• **TASK OBJECTIVE**
A single number is required: how many lines below include the string "listing".

------ THE DATA

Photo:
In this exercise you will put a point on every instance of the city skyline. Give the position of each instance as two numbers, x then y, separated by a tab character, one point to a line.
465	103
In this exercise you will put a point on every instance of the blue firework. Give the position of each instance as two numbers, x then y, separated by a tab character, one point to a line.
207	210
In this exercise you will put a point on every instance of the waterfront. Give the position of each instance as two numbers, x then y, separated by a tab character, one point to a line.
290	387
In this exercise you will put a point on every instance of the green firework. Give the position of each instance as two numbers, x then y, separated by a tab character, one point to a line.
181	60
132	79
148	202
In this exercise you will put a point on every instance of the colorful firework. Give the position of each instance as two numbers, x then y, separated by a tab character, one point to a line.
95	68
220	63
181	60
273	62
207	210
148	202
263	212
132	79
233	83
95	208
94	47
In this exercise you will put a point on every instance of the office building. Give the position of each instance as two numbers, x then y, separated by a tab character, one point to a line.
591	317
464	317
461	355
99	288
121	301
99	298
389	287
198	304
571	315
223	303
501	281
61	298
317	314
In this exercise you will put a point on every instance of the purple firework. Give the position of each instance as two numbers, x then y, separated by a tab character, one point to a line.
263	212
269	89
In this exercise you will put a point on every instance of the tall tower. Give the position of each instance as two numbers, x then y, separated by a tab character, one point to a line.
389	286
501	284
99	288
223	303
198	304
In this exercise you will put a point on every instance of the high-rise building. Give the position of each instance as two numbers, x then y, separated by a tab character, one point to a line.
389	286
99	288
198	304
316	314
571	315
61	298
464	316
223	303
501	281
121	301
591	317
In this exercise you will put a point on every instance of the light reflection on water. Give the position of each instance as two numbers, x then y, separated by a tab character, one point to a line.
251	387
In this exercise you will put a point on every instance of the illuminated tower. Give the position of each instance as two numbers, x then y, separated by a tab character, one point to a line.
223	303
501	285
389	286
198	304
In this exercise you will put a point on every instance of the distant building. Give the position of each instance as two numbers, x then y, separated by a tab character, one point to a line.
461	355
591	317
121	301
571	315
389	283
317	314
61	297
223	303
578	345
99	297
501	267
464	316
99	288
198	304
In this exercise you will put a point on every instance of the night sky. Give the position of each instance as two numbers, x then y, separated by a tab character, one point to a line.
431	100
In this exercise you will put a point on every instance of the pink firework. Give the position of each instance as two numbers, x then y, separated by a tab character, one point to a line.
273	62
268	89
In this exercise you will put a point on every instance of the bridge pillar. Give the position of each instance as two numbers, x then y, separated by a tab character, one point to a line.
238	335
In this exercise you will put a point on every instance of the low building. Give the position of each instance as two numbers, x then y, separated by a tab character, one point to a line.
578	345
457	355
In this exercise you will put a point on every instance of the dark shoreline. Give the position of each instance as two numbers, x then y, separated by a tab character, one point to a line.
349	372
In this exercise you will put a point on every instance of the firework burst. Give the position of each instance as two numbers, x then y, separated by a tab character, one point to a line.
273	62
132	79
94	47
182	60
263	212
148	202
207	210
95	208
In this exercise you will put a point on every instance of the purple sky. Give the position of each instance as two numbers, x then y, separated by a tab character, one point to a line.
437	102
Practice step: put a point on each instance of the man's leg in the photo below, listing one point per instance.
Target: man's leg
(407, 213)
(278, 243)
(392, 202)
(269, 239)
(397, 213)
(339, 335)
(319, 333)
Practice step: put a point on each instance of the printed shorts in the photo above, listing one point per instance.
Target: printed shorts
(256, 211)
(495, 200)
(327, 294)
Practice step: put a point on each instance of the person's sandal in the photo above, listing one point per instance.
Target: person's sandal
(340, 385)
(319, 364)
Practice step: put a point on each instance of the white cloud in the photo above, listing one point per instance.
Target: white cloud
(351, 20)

------------

• **EXPECTED OUTPUT**
4